(WORK TO BE COMPLETED): In the community visioning text below, how many members make up each mapping team?

(STUDY TEXT):
━━━━

If the study area is larger - a city or county - participants can take a visual tour with the assistance of a video. In the City of Wausau, WI, a video documenting the current situation was created for the visioning process. Video clips and still images of the city were combined to illustrate various land uses and activities throughout the city. Demographic and statistical information were voiced-over the tape to give the audience a more complete picture. This allowed the group to visualize the good and not so good attributes of the community together, fueling an energetic discussion.

Actual mapping by participants is the next component. Participants are grouped into teams of five-to-six members and assigned to a portion of the community shown in a large format map. The large format maps ideally contain elements such as roads, municipal boundaries, bodies of water, existing commercial, industrial and residential land uses, parks, trails and conservancy areas, and public service infrastructure, including fire and police stations, sewer and water treatment facilities, hospitals, schools, and public transit lines. Still pictures of the area are a valuable tool.

During this segment, each group develops a graphical "plan" for the future of the community, limited to the boundaries on their map. The groups are given a variety of colored markers and community element icons to create their vision. Community element icons are used to delineate the need for a specific community service or development need and may include schools, single- and multi-family homes, parks, playgrounds, museums, medical facilities, churches, libraries, community centers, parking lots, retail and commercial operations, theaters, industrial uses, green spaces, pedestrian and bicycle paths, sidewalks, trees/landscaping, and street lights.

━━━━

(MATERIAL SUPPLIED):
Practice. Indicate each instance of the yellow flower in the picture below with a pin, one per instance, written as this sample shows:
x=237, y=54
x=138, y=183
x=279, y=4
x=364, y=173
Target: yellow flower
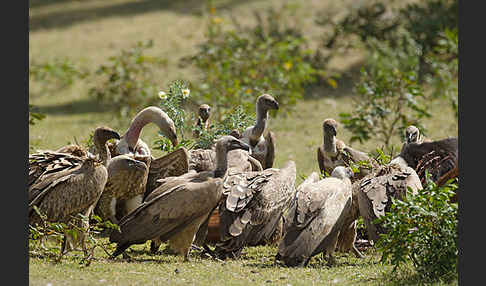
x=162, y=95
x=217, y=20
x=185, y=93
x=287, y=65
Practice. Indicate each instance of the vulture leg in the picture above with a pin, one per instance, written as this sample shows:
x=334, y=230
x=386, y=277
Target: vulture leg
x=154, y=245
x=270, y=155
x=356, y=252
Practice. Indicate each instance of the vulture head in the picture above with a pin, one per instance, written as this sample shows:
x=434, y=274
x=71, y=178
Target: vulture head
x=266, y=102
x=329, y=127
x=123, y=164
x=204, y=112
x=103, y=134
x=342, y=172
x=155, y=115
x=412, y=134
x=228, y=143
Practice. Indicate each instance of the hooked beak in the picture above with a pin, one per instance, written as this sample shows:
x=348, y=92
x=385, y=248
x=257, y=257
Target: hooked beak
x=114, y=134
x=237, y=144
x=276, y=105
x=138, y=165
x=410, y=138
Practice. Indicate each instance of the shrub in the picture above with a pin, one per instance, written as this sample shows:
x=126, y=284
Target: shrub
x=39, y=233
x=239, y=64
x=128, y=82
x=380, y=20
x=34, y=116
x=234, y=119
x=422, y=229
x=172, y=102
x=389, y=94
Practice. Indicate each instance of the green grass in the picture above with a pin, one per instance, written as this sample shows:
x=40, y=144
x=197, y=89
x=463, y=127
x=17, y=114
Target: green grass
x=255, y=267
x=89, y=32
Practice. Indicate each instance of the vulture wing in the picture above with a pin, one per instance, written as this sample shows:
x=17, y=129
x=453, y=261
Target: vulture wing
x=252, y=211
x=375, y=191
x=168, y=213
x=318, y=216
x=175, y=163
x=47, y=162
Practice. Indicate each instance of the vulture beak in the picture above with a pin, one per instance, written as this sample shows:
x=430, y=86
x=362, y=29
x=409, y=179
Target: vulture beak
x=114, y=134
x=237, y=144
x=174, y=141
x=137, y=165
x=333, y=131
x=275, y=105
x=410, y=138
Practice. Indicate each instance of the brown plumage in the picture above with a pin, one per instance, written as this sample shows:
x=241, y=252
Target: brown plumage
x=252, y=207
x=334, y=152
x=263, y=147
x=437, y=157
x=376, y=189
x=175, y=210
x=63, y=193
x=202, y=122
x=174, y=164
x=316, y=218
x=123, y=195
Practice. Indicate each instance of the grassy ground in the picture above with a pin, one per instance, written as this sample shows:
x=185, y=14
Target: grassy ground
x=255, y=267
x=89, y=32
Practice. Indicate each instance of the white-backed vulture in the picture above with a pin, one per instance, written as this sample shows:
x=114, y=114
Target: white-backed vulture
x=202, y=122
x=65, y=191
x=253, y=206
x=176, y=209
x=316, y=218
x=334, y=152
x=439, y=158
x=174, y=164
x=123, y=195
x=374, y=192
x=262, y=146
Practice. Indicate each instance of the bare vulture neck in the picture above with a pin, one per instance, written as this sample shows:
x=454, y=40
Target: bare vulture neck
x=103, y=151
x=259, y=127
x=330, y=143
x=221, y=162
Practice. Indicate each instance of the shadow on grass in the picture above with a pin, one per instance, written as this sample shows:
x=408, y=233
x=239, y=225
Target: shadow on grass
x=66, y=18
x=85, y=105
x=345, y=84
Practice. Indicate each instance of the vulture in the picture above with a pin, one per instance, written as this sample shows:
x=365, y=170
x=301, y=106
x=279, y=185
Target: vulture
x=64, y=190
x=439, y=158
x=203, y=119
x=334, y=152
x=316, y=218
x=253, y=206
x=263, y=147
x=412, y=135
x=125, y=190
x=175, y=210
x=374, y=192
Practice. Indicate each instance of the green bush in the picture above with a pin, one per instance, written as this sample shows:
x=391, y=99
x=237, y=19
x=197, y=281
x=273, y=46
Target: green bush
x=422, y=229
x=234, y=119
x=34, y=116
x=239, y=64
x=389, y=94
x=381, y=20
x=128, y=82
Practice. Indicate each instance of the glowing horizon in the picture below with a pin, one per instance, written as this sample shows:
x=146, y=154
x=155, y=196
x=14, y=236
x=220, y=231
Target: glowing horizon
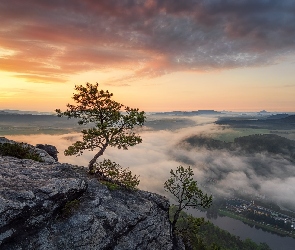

━━━━

(RESPONSE TO THIS EXERCISE): Five to six members.